■ **Requirement**
Count how many lines in the rows below contain the string "green", matching case exactly. Reply with the number alone.

*** Data to use ***

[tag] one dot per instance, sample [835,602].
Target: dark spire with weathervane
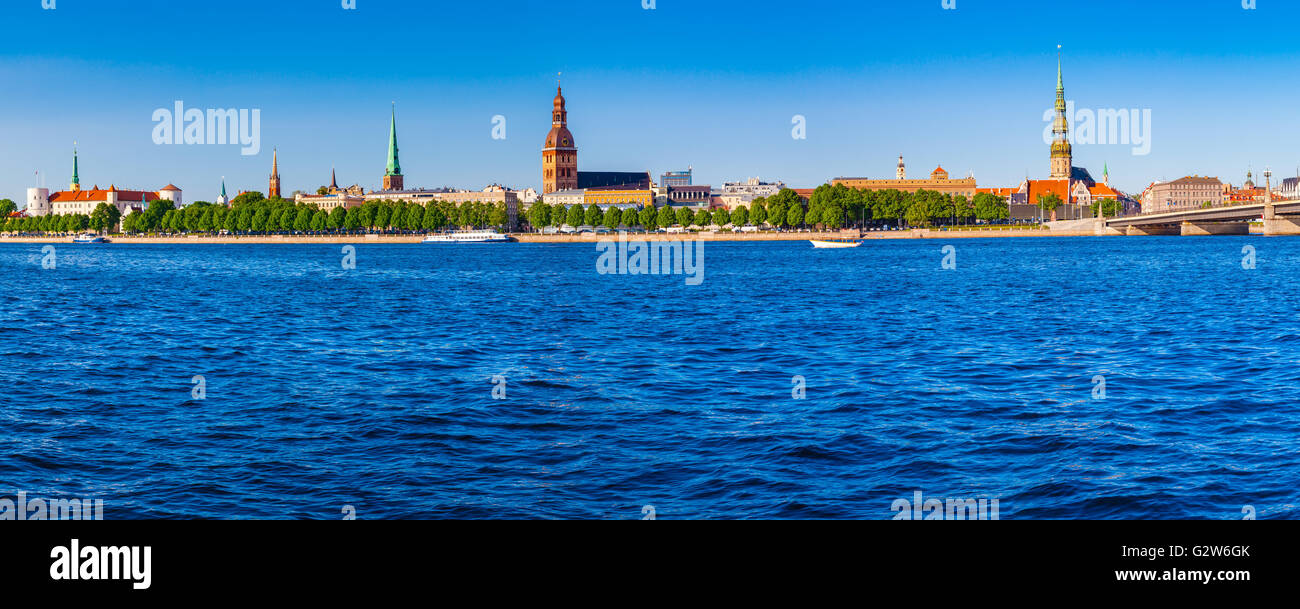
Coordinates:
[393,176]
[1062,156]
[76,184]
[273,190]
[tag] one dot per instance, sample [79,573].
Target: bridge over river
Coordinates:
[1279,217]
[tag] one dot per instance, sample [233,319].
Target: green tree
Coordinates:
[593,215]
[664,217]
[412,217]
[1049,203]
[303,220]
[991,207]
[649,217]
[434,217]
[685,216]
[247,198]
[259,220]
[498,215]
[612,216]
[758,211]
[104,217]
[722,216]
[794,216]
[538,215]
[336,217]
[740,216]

***
*** Data to use ***

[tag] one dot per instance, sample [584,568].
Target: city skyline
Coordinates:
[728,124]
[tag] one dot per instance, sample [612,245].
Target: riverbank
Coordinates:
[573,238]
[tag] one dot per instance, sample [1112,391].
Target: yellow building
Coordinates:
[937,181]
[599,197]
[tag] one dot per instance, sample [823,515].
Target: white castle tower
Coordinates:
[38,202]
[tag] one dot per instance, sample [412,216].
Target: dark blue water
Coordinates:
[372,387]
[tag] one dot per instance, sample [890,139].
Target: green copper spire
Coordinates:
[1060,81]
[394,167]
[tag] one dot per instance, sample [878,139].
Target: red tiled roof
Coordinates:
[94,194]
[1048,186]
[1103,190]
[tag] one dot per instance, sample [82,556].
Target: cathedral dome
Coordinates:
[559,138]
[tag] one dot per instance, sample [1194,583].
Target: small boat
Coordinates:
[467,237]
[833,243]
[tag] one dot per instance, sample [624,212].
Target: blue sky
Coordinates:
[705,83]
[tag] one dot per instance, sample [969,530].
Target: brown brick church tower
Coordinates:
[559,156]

***

■ **Exercise solution**
2